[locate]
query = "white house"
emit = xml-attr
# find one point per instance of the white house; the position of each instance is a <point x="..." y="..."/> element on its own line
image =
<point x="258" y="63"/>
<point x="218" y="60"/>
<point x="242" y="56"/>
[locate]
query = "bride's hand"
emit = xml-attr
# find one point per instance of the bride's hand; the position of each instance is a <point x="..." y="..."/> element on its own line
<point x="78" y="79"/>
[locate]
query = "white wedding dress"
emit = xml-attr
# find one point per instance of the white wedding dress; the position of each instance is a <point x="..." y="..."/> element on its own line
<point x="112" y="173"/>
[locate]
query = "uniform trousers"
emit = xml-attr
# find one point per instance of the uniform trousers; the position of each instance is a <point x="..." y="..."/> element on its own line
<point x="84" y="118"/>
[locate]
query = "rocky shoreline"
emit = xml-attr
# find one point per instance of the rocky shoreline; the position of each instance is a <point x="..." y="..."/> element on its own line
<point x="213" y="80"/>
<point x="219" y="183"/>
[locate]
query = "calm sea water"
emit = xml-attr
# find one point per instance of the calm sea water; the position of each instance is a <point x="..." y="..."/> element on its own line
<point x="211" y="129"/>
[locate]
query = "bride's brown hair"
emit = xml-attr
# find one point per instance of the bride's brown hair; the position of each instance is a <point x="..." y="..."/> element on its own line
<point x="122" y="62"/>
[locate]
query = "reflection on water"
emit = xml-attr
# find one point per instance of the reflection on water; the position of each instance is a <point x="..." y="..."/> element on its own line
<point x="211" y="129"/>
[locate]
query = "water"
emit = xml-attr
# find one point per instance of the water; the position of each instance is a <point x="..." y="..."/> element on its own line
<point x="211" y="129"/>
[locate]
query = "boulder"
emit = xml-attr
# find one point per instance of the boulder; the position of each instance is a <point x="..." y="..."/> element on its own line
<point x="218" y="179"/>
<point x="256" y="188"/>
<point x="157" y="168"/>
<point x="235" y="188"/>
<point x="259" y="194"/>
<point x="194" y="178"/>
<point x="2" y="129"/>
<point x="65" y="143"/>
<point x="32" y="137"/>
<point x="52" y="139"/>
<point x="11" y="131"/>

-.-.-

WHAT YOU NEED TO DO =>
Print the material verbatim, all of it.

SOLUTION TO THIS EXERCISE =>
[locate]
query = "white house"
emit = xml-attr
# find one point per instance of the white house; the position of each instance is a <point x="..." y="..."/> element on its own line
image =
<point x="258" y="63"/>
<point x="218" y="60"/>
<point x="242" y="56"/>
[locate]
query = "bride's hand"
emit = xml-attr
# find one point per instance of the bride's hand; the position of each instance is a <point x="..." y="..."/> element on its own line
<point x="78" y="79"/>
[locate]
query = "white wedding dress"
emit = xml-attr
# find one point per instance of the white wedding dress; the position of each instance is a <point x="..." y="..."/> element on its own line
<point x="112" y="173"/>
[locate]
query = "uniform trousers"
emit = xml-attr
# find one point per instance of the uniform trousers; the position of each instance is a <point x="..." y="..."/> element on its own line
<point x="84" y="118"/>
[locate]
query = "rocky shoreline"
emit = xml-attr
# find one point per instance of the rocky shoreline; the position of each instance is a <point x="..." y="..."/> element on its own line
<point x="213" y="80"/>
<point x="219" y="183"/>
[locate]
query = "calm sea water"
emit = xml-attr
# find one point per instance of the calm sea water; the position of each instance is a <point x="..." y="..."/> element on its own line
<point x="211" y="129"/>
[locate]
query = "bride's brown hair"
emit = xml-attr
# find one point per instance of the bride's brown hair; the position of each instance is a <point x="..." y="..."/> element on its own line
<point x="122" y="62"/>
[locate]
query = "reflection on water"
emit = xml-attr
# find one point per instance of the reflection on water; the position of each instance is a <point x="..." y="..."/> element on its own line
<point x="211" y="129"/>
[locate]
query = "water"
emit = xml-attr
# find one point per instance of the water; the position of each instance is a <point x="..." y="..."/> element on its own line
<point x="211" y="129"/>
[locate]
query = "boulder"
emit = xml-attr
# find one point per instance of the boulder; the position of each instance is a <point x="..." y="..."/> element on its own line
<point x="218" y="179"/>
<point x="256" y="188"/>
<point x="157" y="168"/>
<point x="235" y="188"/>
<point x="259" y="194"/>
<point x="194" y="178"/>
<point x="2" y="129"/>
<point x="65" y="143"/>
<point x="32" y="137"/>
<point x="52" y="139"/>
<point x="11" y="131"/>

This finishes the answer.